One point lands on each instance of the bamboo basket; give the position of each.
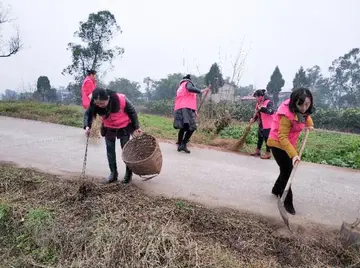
(143, 156)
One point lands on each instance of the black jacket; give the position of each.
(113, 107)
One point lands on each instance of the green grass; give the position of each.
(48, 223)
(338, 149)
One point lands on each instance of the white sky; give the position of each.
(158, 35)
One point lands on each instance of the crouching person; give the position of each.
(119, 119)
(185, 111)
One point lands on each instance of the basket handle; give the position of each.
(133, 135)
(148, 178)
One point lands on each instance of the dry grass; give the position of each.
(45, 222)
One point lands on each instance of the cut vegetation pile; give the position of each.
(44, 223)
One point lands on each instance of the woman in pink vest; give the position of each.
(88, 86)
(119, 119)
(290, 119)
(185, 111)
(264, 111)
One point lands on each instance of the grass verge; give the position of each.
(323, 147)
(45, 223)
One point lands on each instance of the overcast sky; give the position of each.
(164, 36)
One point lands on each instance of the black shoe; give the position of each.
(274, 192)
(184, 148)
(290, 208)
(127, 177)
(112, 177)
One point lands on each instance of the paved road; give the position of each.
(323, 194)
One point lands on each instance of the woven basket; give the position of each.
(143, 156)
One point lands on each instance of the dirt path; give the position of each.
(323, 194)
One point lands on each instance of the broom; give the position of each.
(239, 144)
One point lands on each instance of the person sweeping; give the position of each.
(119, 121)
(290, 119)
(185, 111)
(264, 111)
(87, 88)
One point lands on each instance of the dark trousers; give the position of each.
(184, 134)
(285, 163)
(111, 151)
(263, 135)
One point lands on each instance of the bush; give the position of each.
(347, 120)
(343, 120)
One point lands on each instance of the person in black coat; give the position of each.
(119, 121)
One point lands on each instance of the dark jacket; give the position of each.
(113, 107)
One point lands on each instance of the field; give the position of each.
(324, 147)
(46, 222)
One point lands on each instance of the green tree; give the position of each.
(301, 79)
(94, 51)
(165, 88)
(319, 85)
(345, 79)
(214, 78)
(14, 44)
(275, 85)
(127, 87)
(244, 90)
(51, 95)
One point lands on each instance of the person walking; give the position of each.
(87, 88)
(185, 111)
(264, 111)
(119, 121)
(290, 119)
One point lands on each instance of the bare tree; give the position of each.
(14, 44)
(239, 65)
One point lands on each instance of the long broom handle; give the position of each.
(202, 100)
(287, 187)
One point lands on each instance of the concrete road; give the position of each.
(322, 194)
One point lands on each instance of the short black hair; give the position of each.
(100, 94)
(299, 95)
(259, 92)
(91, 72)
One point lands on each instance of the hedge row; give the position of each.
(347, 120)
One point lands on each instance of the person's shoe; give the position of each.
(266, 156)
(183, 147)
(112, 177)
(274, 192)
(290, 208)
(256, 153)
(128, 176)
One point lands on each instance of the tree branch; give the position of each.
(14, 46)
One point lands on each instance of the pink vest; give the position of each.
(296, 126)
(85, 94)
(184, 98)
(266, 119)
(119, 119)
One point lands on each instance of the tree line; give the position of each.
(339, 89)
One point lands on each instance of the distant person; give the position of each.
(264, 111)
(87, 88)
(290, 119)
(119, 119)
(185, 111)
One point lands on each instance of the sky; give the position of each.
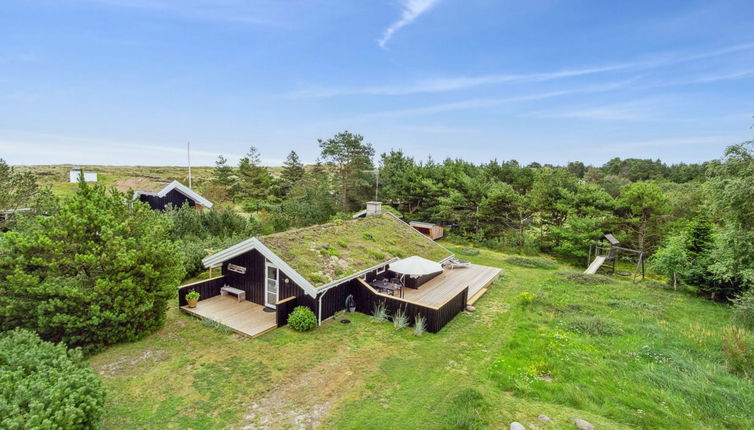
(130, 82)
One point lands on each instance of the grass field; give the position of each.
(615, 354)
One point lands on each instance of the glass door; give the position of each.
(272, 277)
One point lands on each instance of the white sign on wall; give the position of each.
(237, 269)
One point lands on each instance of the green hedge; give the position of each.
(45, 385)
(302, 319)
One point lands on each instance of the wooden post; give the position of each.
(640, 263)
(589, 260)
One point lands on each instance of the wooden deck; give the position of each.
(451, 282)
(245, 318)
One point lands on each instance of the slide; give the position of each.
(595, 266)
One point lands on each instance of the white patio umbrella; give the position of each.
(415, 266)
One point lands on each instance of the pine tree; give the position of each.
(292, 172)
(223, 174)
(254, 179)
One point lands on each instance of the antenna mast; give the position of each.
(188, 151)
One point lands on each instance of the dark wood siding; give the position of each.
(366, 299)
(172, 197)
(334, 299)
(206, 289)
(284, 308)
(253, 280)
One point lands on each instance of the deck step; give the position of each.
(476, 296)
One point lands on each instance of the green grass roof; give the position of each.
(325, 253)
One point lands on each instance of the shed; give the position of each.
(75, 174)
(175, 194)
(431, 230)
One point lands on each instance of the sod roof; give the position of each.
(328, 252)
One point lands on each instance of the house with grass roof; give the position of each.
(174, 194)
(262, 279)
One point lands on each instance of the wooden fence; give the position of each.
(206, 289)
(436, 317)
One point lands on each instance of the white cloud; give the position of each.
(23, 147)
(435, 85)
(446, 84)
(412, 9)
(478, 103)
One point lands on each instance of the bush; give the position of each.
(400, 320)
(44, 385)
(739, 350)
(532, 263)
(302, 319)
(584, 279)
(743, 308)
(99, 271)
(380, 313)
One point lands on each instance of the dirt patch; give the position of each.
(139, 184)
(123, 364)
(305, 401)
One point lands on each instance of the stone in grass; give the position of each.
(582, 425)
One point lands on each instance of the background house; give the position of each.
(75, 173)
(174, 193)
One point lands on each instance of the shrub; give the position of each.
(44, 385)
(380, 313)
(743, 308)
(739, 351)
(99, 271)
(302, 319)
(420, 325)
(400, 320)
(584, 279)
(468, 410)
(526, 298)
(532, 263)
(593, 325)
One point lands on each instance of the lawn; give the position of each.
(616, 354)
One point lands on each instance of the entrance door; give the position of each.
(272, 279)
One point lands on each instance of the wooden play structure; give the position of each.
(607, 251)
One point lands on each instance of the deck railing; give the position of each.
(206, 289)
(436, 316)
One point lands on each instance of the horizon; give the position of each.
(114, 83)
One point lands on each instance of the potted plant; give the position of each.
(351, 303)
(192, 298)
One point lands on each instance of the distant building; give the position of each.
(75, 174)
(174, 193)
(431, 230)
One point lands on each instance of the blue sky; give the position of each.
(130, 81)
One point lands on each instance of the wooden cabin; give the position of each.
(176, 194)
(262, 279)
(431, 230)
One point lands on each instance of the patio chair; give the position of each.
(455, 263)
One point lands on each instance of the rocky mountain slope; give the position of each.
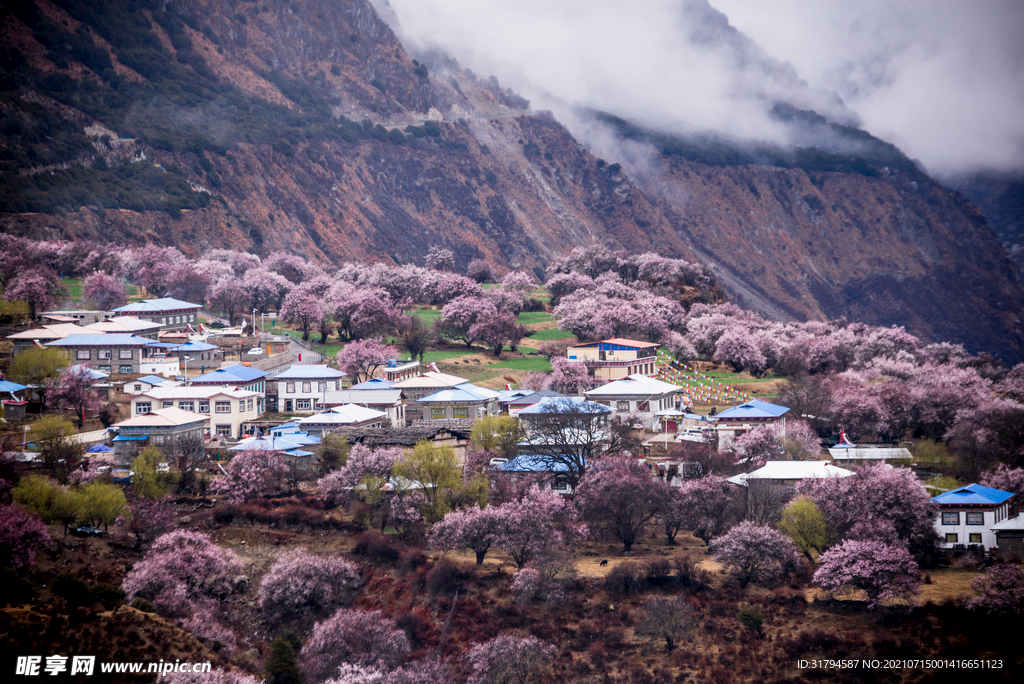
(307, 127)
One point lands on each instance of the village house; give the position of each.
(114, 353)
(302, 389)
(159, 428)
(346, 416)
(389, 400)
(615, 358)
(462, 401)
(169, 312)
(637, 396)
(968, 514)
(736, 421)
(226, 407)
(243, 377)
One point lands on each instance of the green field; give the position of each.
(529, 317)
(541, 364)
(551, 334)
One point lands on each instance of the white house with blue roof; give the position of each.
(736, 421)
(169, 312)
(244, 377)
(302, 389)
(967, 515)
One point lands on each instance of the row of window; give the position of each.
(103, 354)
(308, 387)
(204, 407)
(952, 518)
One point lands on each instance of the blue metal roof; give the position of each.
(156, 306)
(230, 375)
(972, 495)
(374, 383)
(551, 404)
(529, 463)
(309, 373)
(755, 409)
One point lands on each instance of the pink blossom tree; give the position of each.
(881, 570)
(252, 474)
(507, 658)
(461, 314)
(518, 280)
(73, 390)
(881, 493)
(620, 497)
(300, 581)
(108, 291)
(710, 504)
(363, 357)
(182, 570)
(38, 287)
(757, 554)
(472, 528)
(1000, 591)
(364, 638)
(303, 308)
(20, 536)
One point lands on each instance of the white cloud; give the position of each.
(942, 79)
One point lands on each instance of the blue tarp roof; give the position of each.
(156, 305)
(529, 463)
(754, 409)
(230, 375)
(972, 495)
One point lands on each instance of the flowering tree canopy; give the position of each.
(300, 580)
(358, 637)
(621, 497)
(508, 657)
(757, 554)
(881, 570)
(252, 474)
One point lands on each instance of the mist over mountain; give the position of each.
(308, 127)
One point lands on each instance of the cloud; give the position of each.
(941, 79)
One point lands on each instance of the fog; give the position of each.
(941, 79)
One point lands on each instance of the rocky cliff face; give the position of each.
(306, 127)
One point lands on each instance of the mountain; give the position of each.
(307, 127)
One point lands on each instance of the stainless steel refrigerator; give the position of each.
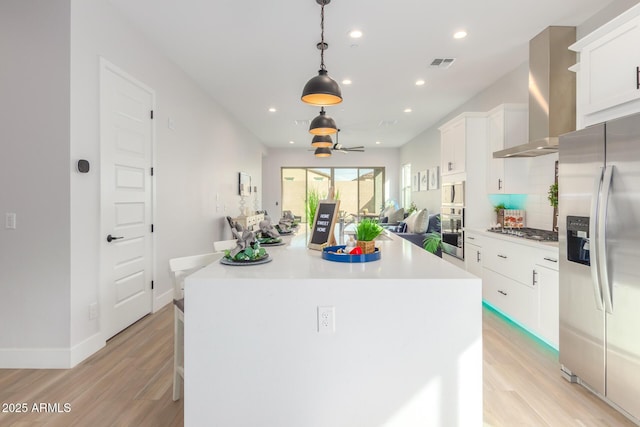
(599, 237)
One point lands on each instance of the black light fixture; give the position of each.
(323, 124)
(322, 141)
(322, 89)
(322, 152)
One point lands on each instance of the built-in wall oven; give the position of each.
(452, 219)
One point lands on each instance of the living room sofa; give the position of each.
(416, 233)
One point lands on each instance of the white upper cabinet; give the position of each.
(608, 74)
(507, 126)
(453, 141)
(458, 139)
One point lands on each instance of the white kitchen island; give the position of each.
(405, 350)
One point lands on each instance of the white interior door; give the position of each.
(126, 141)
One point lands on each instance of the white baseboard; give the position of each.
(86, 348)
(162, 300)
(50, 358)
(34, 358)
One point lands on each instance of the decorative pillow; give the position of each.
(396, 215)
(421, 221)
(402, 227)
(411, 222)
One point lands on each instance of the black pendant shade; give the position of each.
(322, 152)
(322, 90)
(322, 141)
(323, 124)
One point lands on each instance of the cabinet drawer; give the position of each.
(547, 259)
(510, 260)
(512, 298)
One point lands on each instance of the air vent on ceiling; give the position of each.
(387, 123)
(441, 62)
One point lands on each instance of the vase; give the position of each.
(368, 247)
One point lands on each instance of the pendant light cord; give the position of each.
(322, 67)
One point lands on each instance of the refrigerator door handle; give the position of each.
(593, 240)
(602, 239)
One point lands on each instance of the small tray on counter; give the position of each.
(330, 253)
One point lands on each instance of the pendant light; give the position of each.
(322, 89)
(322, 152)
(322, 141)
(323, 124)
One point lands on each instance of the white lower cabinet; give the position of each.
(548, 307)
(512, 298)
(522, 282)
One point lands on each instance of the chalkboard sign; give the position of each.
(323, 224)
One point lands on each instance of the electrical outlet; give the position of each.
(326, 320)
(93, 311)
(10, 220)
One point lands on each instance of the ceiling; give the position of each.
(253, 55)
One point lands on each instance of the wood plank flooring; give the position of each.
(128, 383)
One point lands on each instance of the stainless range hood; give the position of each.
(552, 93)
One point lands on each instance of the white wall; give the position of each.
(34, 179)
(276, 158)
(50, 264)
(424, 150)
(194, 162)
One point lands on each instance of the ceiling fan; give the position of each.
(339, 147)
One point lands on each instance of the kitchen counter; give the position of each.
(515, 239)
(404, 341)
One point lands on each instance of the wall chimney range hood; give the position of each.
(552, 93)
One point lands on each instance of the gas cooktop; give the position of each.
(528, 233)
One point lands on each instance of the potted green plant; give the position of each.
(553, 195)
(433, 243)
(366, 231)
(499, 209)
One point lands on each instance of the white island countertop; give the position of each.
(403, 347)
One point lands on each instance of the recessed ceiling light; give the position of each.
(460, 34)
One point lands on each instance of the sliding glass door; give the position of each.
(360, 190)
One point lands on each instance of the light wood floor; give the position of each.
(128, 383)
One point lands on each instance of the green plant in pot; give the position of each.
(366, 231)
(553, 195)
(433, 243)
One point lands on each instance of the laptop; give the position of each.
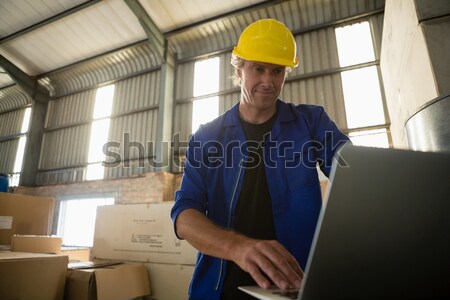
(383, 232)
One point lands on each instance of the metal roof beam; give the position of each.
(154, 35)
(28, 83)
(48, 20)
(224, 16)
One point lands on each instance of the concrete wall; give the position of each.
(414, 58)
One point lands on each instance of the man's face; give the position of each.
(261, 83)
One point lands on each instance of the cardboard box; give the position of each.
(117, 282)
(32, 276)
(23, 214)
(36, 244)
(76, 253)
(168, 281)
(140, 232)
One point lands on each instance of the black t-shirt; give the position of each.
(253, 214)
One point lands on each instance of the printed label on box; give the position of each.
(6, 222)
(140, 232)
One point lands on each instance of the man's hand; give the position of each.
(266, 260)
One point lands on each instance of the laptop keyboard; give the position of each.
(288, 294)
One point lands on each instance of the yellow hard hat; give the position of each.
(268, 41)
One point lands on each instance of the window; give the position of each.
(99, 132)
(76, 221)
(206, 81)
(361, 86)
(15, 179)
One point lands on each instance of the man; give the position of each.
(250, 195)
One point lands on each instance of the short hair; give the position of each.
(237, 63)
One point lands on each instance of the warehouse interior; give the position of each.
(99, 98)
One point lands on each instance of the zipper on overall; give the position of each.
(229, 216)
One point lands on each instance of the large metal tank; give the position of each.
(428, 129)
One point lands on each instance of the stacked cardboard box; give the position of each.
(32, 276)
(107, 282)
(144, 233)
(23, 214)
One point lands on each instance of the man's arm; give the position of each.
(261, 258)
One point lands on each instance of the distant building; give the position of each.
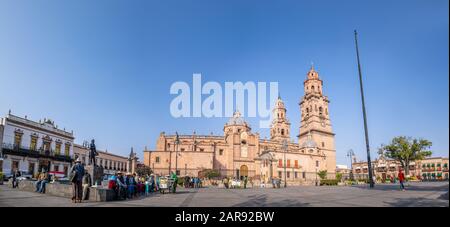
(240, 153)
(433, 168)
(110, 162)
(31, 146)
(342, 169)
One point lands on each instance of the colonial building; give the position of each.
(240, 152)
(433, 168)
(111, 163)
(31, 146)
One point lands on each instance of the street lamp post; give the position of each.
(350, 154)
(177, 142)
(369, 163)
(316, 177)
(285, 146)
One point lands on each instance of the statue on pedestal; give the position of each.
(93, 153)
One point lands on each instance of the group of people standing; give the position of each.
(192, 182)
(128, 186)
(232, 183)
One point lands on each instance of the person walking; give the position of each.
(175, 182)
(43, 180)
(121, 186)
(245, 182)
(87, 182)
(225, 182)
(15, 181)
(401, 178)
(77, 173)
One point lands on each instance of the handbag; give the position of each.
(73, 176)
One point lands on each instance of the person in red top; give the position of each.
(401, 178)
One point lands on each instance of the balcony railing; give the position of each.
(24, 151)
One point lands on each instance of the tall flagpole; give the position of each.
(369, 163)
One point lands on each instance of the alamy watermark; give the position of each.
(221, 102)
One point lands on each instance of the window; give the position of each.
(66, 170)
(31, 168)
(67, 149)
(58, 148)
(17, 138)
(33, 143)
(244, 151)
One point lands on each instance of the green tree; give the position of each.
(212, 173)
(339, 177)
(322, 174)
(407, 149)
(143, 170)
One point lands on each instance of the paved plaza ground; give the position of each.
(417, 194)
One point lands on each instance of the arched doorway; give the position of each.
(243, 171)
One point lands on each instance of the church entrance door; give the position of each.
(243, 172)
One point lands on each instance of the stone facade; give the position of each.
(241, 152)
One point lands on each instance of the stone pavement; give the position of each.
(417, 194)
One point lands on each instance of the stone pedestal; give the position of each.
(96, 173)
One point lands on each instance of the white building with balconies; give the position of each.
(31, 146)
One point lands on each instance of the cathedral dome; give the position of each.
(279, 103)
(312, 74)
(236, 119)
(309, 143)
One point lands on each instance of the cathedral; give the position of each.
(240, 152)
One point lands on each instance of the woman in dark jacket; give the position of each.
(77, 172)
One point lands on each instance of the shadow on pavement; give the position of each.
(261, 201)
(409, 187)
(420, 202)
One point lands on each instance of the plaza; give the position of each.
(418, 194)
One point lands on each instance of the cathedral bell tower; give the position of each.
(280, 127)
(315, 121)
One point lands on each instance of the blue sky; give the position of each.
(104, 68)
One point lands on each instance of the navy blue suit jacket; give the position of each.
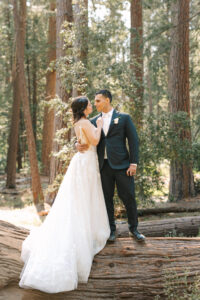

Task prompt —
Pull out every line of the rows above that contains the word "deck".

Right answer —
One point lands on each instance of the wooden deck; give the position of each.
One point lands on each instance of the deck step; give the position of each.
One point lands on each instance of the deck railing; give the position of each.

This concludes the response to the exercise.